[Mask labeling records]
::::::
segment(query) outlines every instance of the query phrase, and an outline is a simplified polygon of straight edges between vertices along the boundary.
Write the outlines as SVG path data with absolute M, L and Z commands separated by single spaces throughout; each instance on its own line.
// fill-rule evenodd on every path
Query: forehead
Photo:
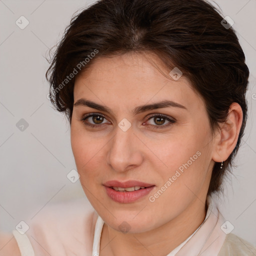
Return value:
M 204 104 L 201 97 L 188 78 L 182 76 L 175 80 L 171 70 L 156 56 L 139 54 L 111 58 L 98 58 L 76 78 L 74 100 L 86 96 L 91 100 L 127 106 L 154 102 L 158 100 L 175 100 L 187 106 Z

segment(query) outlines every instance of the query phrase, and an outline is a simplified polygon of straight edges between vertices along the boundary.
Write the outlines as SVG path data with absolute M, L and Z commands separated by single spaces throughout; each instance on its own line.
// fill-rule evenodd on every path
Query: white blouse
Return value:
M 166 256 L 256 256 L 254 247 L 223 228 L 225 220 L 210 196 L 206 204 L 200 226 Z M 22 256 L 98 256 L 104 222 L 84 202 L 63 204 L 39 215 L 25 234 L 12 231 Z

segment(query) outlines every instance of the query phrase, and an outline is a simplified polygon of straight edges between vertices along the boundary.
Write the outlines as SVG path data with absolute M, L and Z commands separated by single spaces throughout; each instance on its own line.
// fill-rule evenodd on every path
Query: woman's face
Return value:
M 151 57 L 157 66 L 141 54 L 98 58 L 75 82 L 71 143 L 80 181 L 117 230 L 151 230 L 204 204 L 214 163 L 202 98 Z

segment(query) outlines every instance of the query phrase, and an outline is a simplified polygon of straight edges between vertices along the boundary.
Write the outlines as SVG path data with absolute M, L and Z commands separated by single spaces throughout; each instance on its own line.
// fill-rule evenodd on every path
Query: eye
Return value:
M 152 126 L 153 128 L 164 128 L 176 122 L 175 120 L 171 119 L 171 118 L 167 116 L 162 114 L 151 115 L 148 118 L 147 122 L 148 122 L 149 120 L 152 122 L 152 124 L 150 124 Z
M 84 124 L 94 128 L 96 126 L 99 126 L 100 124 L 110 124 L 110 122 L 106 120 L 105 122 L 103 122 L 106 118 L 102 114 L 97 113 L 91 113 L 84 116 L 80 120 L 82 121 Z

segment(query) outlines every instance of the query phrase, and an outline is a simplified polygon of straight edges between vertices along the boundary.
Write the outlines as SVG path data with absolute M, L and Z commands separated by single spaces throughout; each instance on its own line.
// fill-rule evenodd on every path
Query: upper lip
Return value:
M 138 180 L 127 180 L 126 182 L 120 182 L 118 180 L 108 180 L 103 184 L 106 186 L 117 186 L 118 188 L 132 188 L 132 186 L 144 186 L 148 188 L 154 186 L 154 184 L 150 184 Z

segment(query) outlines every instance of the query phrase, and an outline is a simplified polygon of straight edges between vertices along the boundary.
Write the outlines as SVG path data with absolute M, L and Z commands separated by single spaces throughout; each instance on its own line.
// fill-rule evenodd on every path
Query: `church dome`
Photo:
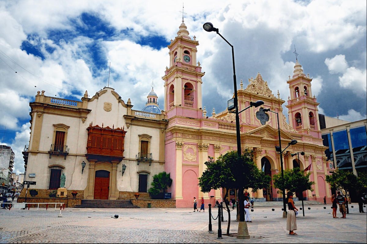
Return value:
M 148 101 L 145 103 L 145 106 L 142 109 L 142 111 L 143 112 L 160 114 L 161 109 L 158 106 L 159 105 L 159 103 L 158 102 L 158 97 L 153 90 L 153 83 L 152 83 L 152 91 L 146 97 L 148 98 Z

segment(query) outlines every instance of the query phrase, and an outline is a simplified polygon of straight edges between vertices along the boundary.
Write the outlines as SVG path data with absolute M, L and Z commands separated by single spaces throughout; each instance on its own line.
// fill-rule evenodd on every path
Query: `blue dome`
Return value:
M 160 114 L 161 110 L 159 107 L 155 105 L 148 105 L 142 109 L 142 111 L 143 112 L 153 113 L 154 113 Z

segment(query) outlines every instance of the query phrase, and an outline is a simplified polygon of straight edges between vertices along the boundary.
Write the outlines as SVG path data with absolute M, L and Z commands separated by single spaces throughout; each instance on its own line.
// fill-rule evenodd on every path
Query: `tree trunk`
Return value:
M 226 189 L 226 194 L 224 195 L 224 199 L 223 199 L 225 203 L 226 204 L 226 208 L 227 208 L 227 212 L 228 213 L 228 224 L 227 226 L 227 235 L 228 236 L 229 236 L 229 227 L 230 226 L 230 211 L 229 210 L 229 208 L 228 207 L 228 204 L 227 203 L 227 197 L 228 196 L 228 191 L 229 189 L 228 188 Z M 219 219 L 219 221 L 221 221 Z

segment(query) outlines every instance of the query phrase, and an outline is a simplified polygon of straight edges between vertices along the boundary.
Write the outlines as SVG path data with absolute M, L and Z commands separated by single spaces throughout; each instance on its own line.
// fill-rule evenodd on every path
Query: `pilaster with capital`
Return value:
::::::
● **REQUIREMENT**:
Please write out everything from the start of the records above down to the line containing "M 166 256 L", both included, and leave the pictures out.

● **SOLUTION BELOW**:
segment(query) outlines every instance of the query phrase, and an outline is a simplified polygon of straight edges between vertices along the boundary.
Write the outlines as SVG path data with absolute M, L and Z commands separated by single spaces throughout; each instance on its own line.
// fill-rule evenodd on every path
Query: forehead
Photo:
Return value:
M 204 104 L 201 97 L 188 78 L 182 76 L 175 80 L 171 70 L 156 56 L 139 54 L 111 58 L 98 58 L 76 78 L 74 100 L 86 96 L 91 100 L 127 106 L 154 102 L 158 100 L 175 100 L 187 106 Z

segment(query) outlines every instance of the query phrase, and an outline is a simplified polygon of straight edges between vertices along the boundary.
Write the outlines as SVG path data with absolute M, L and Z commands separated by single spaces throughout; each instance on its own line.
// fill-rule evenodd on every path
Query: white blouse
Return value:
M 166 256 L 256 256 L 254 247 L 223 228 L 225 220 L 210 196 L 206 204 L 200 226 Z M 22 256 L 98 256 L 104 222 L 84 202 L 63 204 L 39 215 L 25 234 L 12 231 Z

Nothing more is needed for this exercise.